Data for the task ▸
------------------------------------
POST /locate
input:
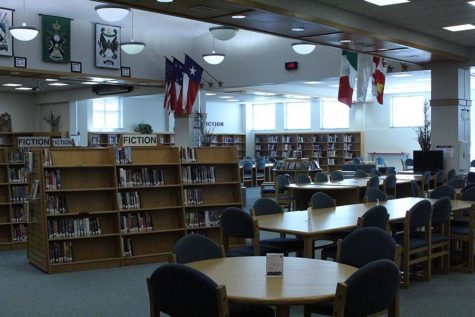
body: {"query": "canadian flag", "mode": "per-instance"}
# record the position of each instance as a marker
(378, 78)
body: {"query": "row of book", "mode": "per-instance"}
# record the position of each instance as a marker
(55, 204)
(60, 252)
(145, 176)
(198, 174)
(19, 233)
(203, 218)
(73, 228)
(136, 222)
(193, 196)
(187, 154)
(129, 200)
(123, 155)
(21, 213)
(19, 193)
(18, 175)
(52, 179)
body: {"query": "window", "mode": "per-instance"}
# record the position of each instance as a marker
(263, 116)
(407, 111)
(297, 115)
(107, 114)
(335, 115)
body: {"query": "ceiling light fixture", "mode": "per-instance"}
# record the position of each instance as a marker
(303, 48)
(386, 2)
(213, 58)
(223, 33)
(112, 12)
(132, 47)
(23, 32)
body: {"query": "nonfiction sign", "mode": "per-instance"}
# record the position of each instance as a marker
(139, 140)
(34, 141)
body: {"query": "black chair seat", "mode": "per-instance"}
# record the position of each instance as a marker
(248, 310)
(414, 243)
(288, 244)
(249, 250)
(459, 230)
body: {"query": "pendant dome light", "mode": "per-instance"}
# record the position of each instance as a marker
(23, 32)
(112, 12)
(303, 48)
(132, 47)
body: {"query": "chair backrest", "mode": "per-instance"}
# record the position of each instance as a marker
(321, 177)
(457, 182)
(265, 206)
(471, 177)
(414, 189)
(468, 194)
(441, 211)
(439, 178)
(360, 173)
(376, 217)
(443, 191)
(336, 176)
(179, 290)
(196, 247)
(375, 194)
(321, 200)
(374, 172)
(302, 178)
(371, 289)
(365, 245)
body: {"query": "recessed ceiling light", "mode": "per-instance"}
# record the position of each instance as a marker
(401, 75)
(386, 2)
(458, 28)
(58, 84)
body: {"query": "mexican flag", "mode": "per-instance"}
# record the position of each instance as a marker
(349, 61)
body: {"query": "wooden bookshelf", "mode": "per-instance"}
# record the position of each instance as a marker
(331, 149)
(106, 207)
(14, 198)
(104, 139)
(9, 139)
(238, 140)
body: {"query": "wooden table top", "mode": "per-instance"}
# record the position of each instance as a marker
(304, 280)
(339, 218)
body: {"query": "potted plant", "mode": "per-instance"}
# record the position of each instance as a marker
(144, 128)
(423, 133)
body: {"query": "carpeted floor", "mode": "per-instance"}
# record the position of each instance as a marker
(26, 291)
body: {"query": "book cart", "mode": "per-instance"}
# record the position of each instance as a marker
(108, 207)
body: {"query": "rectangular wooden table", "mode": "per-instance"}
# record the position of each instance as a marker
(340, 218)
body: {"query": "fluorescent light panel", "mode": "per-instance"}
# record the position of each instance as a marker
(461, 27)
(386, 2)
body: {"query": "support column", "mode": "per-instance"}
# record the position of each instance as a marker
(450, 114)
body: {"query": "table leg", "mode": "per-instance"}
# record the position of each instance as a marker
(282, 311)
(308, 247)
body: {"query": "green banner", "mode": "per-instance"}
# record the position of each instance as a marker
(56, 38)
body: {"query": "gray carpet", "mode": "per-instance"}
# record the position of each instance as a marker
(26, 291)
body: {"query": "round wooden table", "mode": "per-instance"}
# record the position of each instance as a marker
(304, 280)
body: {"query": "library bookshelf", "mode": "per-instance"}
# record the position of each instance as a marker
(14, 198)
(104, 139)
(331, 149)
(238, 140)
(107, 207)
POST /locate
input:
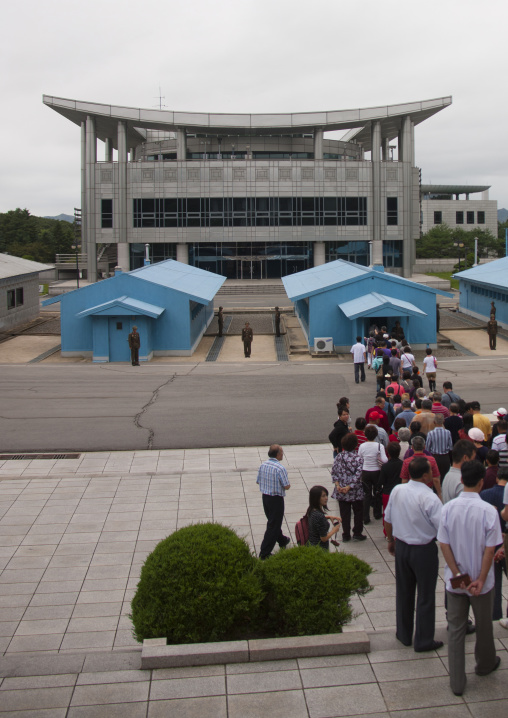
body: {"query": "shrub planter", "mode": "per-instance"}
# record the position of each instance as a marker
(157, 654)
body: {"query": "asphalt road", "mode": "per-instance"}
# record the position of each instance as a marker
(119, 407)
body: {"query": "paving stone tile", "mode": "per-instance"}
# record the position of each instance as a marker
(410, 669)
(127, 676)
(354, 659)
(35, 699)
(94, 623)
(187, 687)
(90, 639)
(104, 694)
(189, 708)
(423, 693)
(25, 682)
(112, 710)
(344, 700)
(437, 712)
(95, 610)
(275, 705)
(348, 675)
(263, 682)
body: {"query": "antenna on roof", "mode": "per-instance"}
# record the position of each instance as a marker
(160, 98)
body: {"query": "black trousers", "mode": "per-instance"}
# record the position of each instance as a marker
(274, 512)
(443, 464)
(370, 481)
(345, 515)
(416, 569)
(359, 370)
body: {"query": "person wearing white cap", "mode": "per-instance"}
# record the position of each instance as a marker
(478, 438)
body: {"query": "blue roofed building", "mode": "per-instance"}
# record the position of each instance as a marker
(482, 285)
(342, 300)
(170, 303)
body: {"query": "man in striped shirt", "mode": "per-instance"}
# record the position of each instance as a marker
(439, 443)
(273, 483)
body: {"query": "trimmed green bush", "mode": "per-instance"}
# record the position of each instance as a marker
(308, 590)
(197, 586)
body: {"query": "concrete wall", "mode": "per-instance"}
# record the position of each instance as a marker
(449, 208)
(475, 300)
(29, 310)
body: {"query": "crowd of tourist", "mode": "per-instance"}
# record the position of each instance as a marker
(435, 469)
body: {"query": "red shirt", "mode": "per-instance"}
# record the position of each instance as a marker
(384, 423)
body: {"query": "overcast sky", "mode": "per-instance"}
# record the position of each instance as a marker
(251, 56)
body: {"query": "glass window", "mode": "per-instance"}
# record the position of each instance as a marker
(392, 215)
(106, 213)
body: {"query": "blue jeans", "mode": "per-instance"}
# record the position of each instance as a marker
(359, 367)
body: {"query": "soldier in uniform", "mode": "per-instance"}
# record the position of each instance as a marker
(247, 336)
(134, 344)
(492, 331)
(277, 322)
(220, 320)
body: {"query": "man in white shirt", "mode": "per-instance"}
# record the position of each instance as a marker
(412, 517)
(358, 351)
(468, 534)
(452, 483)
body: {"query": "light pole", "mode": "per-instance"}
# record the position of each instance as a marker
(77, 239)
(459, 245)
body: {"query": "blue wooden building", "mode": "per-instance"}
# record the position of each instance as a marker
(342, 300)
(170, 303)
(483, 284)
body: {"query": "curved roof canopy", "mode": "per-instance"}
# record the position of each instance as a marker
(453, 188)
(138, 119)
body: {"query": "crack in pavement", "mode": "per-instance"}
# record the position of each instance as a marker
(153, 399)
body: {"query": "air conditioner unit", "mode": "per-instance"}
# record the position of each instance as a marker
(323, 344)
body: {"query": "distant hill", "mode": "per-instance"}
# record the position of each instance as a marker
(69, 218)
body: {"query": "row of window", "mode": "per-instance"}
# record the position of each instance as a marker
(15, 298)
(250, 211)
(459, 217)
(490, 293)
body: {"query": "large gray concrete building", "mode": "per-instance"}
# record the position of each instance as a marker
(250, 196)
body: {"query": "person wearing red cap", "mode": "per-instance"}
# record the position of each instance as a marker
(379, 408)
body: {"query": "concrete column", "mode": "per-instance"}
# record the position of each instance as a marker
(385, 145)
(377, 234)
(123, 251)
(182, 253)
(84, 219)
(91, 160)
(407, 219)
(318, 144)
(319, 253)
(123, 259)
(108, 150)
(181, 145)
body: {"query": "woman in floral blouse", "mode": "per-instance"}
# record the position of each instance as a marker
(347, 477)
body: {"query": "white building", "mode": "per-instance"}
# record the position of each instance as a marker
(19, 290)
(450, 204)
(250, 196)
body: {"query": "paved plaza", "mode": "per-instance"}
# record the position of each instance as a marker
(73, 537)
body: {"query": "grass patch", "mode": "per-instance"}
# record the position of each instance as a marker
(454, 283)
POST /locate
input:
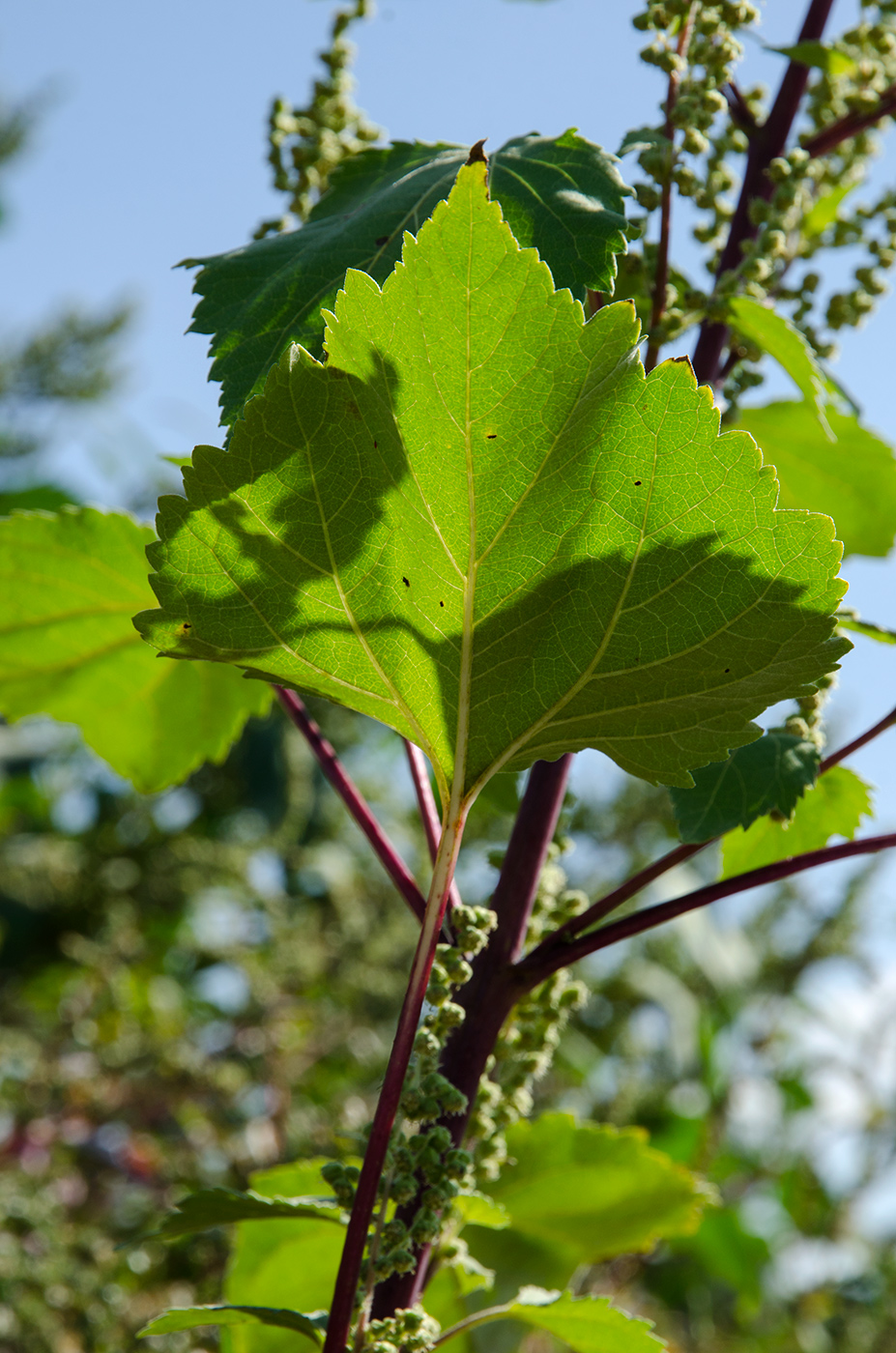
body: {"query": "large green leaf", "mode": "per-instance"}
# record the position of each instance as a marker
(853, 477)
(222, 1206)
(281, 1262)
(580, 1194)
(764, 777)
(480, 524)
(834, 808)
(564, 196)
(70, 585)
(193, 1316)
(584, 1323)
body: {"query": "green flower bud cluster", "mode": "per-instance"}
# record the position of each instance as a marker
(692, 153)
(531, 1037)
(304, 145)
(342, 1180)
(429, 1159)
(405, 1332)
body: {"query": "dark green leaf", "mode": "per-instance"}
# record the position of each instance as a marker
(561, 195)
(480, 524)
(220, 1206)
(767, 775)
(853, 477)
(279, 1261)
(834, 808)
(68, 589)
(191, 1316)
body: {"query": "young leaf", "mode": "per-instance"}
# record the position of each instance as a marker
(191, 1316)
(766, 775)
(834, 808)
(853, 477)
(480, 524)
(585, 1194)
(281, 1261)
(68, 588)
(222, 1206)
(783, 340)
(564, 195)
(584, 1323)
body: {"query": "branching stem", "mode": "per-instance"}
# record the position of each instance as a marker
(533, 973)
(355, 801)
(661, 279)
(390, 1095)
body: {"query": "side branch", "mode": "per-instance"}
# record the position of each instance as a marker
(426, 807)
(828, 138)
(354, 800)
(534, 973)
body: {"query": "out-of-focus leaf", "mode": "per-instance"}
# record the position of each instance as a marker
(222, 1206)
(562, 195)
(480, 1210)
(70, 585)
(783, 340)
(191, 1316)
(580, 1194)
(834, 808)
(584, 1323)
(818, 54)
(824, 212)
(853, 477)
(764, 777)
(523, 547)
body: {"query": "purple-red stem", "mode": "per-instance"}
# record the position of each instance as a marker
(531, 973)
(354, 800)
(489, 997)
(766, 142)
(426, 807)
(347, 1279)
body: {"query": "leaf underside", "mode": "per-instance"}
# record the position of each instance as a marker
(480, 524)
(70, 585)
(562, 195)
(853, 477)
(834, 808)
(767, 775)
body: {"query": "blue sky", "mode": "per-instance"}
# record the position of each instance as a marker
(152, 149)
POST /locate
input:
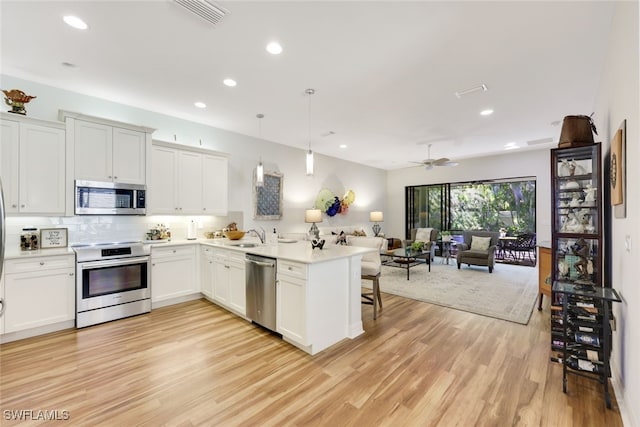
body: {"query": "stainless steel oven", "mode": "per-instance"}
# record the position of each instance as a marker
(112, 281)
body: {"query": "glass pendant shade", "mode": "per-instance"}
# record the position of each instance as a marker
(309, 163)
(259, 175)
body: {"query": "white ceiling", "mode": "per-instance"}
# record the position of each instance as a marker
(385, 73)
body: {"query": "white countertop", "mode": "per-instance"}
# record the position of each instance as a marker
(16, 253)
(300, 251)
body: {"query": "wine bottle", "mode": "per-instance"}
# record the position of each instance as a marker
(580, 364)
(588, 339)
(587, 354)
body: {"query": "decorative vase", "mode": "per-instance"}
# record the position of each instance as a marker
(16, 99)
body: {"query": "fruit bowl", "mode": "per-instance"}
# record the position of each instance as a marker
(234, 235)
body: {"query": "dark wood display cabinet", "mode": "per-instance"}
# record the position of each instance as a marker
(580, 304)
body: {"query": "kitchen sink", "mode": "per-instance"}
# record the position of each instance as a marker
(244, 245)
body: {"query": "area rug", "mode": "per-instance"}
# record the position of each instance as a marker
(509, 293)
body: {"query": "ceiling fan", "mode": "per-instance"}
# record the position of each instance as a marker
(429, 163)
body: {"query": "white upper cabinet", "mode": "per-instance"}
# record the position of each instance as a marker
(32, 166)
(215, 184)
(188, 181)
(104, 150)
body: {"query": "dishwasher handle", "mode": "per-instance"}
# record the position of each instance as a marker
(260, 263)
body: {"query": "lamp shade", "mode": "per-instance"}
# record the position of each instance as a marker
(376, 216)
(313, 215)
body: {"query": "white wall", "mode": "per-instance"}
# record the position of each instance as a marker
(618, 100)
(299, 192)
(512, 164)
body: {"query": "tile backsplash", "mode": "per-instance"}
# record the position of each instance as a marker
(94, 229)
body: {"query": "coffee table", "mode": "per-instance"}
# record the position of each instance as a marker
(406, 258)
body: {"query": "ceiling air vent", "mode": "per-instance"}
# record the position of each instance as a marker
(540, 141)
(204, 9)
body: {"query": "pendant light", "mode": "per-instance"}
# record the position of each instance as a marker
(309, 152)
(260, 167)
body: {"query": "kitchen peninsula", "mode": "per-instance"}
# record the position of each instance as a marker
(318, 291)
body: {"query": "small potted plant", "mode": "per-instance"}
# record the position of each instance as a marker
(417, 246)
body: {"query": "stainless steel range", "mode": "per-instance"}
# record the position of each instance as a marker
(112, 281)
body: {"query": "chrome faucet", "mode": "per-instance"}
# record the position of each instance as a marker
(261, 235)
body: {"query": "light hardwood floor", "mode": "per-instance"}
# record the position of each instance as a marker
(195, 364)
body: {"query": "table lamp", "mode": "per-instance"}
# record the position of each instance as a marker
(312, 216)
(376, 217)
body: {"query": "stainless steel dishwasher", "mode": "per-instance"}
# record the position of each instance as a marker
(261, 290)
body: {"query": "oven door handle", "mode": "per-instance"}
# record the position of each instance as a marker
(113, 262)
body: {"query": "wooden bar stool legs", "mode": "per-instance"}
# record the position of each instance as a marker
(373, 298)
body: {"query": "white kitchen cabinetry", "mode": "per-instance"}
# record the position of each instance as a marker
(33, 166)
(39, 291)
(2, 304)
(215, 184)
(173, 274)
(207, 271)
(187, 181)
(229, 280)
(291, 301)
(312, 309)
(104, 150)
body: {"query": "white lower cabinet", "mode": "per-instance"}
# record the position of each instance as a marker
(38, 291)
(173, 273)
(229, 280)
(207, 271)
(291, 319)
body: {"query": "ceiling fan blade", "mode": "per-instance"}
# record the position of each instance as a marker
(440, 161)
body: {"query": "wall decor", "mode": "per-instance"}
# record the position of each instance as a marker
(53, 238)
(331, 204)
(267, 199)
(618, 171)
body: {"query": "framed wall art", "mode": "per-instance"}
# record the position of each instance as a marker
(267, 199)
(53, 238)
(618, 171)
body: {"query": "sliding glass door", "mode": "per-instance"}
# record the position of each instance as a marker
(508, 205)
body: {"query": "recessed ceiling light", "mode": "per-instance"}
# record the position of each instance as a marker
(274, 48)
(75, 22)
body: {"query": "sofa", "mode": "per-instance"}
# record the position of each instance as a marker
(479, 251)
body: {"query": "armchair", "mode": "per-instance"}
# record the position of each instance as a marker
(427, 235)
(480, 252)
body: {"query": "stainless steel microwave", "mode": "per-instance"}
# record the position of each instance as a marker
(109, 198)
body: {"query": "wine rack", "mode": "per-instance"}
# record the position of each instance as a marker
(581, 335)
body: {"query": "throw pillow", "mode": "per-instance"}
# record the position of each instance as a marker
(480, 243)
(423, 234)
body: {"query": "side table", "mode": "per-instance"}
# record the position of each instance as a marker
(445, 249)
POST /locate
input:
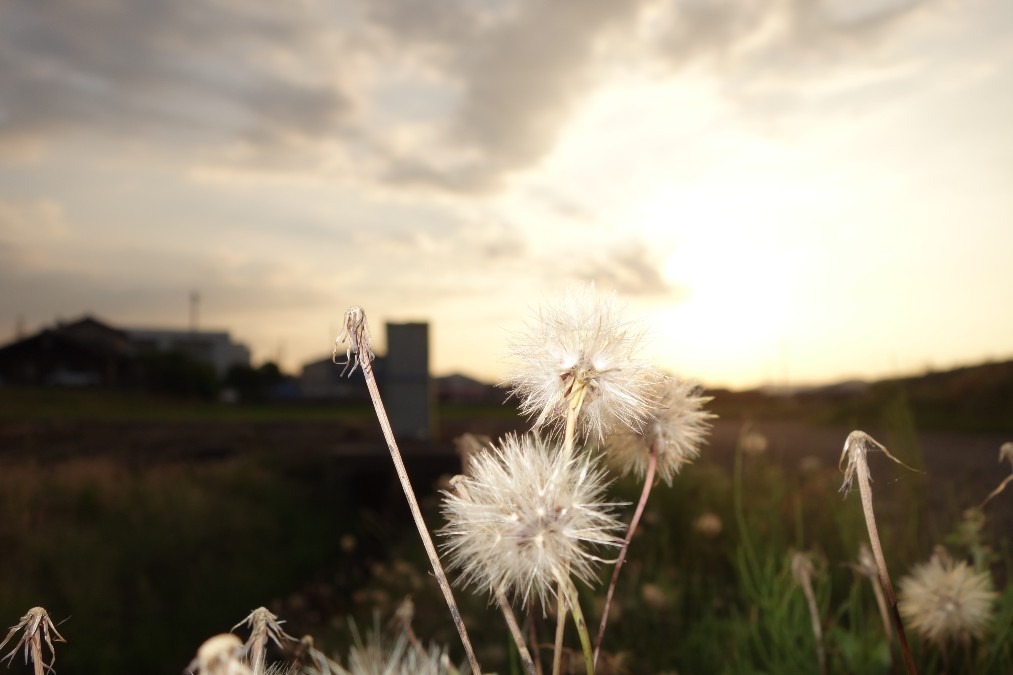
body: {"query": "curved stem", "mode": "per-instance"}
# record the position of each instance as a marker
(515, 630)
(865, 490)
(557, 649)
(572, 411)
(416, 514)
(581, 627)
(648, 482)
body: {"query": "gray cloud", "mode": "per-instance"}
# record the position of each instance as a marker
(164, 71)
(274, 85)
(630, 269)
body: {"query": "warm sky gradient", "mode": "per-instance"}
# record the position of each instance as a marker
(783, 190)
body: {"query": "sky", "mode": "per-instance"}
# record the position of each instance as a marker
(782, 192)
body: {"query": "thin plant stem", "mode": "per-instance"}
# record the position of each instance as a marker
------------------------------------
Task statement ▸ Report how many lines in the material contain the string "gray", with case counting. Give only the number.

Reply ▸ 3